* Begin *
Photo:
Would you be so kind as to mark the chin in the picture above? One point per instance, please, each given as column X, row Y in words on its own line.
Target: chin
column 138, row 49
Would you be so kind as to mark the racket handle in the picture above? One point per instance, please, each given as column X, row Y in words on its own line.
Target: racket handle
* End *
» **INSTRUCTION**
Give the material above as a Markdown table with two columns, Number and Line, one line per row, numbered in order and with blank lines left out.

» **ANSWER TO THE PROBLEM**
| Number | Line |
|---|---|
| 1 | Photo: |
| 2 | Would you be so kind as to mark the chin in the picture above? One point per instance, please, each given as column X, row Y in words on its own line. |
| 3 | Target: chin |
| 4 | column 138, row 49 |
| 5 | Would you be so kind as to mark the racket handle in the picture above? One point per instance, please, each given as column X, row Y in words on its own line. |
| 6 | Target: racket handle |